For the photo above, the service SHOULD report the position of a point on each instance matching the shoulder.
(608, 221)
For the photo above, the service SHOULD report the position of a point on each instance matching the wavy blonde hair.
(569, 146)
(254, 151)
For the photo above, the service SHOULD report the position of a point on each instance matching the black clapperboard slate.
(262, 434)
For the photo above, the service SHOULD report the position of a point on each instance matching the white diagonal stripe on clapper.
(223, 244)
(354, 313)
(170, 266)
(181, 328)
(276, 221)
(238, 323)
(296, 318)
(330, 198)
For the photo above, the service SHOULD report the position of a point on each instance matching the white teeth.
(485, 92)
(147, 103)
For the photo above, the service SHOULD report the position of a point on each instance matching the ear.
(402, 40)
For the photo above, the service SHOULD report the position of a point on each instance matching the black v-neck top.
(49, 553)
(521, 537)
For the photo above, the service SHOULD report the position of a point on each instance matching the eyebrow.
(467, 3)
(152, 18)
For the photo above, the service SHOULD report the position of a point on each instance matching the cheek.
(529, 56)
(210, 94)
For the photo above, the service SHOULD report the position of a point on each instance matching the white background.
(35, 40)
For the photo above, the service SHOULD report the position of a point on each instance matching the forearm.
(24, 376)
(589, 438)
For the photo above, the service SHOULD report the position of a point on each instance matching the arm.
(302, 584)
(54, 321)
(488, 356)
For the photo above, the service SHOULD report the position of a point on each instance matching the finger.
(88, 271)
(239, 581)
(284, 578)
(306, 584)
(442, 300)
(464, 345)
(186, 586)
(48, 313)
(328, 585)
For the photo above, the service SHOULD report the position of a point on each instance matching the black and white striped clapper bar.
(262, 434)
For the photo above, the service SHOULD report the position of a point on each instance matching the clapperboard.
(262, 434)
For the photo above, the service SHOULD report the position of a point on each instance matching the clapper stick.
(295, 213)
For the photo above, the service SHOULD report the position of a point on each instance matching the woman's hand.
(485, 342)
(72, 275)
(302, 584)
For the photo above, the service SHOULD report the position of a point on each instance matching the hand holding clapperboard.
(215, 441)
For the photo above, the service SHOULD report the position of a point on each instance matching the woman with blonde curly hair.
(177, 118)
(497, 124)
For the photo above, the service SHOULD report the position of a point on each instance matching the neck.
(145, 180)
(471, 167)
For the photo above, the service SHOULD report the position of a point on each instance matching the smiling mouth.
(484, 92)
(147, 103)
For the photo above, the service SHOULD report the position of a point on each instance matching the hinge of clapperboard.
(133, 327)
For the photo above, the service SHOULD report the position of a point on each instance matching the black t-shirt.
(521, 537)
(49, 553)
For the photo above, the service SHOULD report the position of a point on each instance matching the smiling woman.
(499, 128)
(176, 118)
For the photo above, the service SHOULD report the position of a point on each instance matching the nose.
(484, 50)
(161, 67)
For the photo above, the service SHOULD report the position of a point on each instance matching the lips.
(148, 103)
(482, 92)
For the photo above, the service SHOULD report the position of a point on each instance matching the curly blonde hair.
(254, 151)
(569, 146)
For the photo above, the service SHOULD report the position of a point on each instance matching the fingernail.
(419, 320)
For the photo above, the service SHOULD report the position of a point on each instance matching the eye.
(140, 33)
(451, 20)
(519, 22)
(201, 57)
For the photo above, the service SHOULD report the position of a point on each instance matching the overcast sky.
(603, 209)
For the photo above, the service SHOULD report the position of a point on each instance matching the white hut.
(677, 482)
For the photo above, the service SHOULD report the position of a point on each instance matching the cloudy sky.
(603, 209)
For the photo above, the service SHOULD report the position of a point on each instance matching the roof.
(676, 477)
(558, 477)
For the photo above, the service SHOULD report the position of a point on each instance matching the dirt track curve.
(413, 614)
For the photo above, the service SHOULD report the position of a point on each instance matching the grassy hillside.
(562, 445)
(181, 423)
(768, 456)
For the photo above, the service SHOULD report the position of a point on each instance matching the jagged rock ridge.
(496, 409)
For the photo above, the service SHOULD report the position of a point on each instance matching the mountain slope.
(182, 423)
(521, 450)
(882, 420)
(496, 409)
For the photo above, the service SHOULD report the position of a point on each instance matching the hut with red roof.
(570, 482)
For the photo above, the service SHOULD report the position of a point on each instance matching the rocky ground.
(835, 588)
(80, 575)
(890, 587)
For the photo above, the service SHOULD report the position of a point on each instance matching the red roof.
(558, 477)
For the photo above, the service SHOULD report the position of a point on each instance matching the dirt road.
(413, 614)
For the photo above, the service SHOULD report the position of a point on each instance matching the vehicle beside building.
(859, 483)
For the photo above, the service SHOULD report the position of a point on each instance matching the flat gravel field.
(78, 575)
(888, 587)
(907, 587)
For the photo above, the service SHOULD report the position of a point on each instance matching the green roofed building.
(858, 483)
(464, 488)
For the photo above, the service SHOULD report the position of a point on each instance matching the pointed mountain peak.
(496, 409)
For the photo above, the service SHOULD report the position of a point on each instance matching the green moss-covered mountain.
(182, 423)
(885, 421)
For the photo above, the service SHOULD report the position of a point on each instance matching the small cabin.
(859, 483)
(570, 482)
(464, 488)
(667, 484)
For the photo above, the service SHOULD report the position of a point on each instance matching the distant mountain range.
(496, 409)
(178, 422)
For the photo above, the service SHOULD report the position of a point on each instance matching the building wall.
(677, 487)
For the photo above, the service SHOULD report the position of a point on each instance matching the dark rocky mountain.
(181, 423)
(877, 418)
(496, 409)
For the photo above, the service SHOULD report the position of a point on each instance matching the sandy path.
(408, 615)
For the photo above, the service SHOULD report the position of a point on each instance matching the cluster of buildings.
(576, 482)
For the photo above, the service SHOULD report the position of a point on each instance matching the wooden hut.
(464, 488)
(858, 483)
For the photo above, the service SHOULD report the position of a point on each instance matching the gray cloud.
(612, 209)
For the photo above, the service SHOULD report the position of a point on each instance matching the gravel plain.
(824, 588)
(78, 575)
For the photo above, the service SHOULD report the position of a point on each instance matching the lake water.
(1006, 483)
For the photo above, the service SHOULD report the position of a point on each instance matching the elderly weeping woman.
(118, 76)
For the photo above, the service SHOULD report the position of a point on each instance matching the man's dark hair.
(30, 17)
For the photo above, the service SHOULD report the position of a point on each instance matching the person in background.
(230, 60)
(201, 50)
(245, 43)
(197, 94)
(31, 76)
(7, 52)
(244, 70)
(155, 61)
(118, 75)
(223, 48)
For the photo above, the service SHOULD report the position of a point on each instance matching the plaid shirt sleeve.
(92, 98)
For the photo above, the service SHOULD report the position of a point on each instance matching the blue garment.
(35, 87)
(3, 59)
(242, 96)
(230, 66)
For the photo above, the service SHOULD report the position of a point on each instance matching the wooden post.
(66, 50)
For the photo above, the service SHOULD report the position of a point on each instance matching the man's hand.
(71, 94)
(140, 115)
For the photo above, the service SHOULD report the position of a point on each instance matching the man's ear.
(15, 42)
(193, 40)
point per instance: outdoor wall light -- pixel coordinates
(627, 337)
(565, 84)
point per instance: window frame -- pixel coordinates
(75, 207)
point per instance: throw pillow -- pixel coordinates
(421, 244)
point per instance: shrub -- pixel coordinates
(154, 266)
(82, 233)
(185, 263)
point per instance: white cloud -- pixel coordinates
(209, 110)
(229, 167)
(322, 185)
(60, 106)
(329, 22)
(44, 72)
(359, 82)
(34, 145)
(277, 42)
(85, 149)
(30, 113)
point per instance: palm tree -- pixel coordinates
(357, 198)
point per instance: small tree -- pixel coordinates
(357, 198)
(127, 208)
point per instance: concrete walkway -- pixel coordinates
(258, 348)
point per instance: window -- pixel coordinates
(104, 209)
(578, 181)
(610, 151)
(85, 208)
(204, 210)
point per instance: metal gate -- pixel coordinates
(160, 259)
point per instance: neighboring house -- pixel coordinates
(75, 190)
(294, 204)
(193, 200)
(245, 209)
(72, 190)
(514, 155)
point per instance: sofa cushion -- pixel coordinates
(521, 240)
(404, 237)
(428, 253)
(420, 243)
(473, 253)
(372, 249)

**PROBLEM REQUIREMENTS:**
Each line from the one containing "point per instance: small" through the end of the material must be output exactly, and no other line.

**ANSWER BOX:**
point per instance: small tree -- pixel coordinates
(357, 198)
(127, 208)
point per instance: concrete walkway -- pixel coordinates
(258, 348)
point per instance: window -- pixel coordinates
(104, 209)
(578, 181)
(610, 151)
(85, 208)
(204, 210)
point per instance: metal gate -- pixel coordinates
(160, 259)
point per instance: neighboring house -- pixel coordinates
(75, 190)
(294, 204)
(193, 200)
(245, 209)
(72, 190)
(514, 155)
point per instance: sofa cushion -- pixel coordinates
(521, 240)
(404, 237)
(428, 253)
(420, 243)
(473, 253)
(372, 249)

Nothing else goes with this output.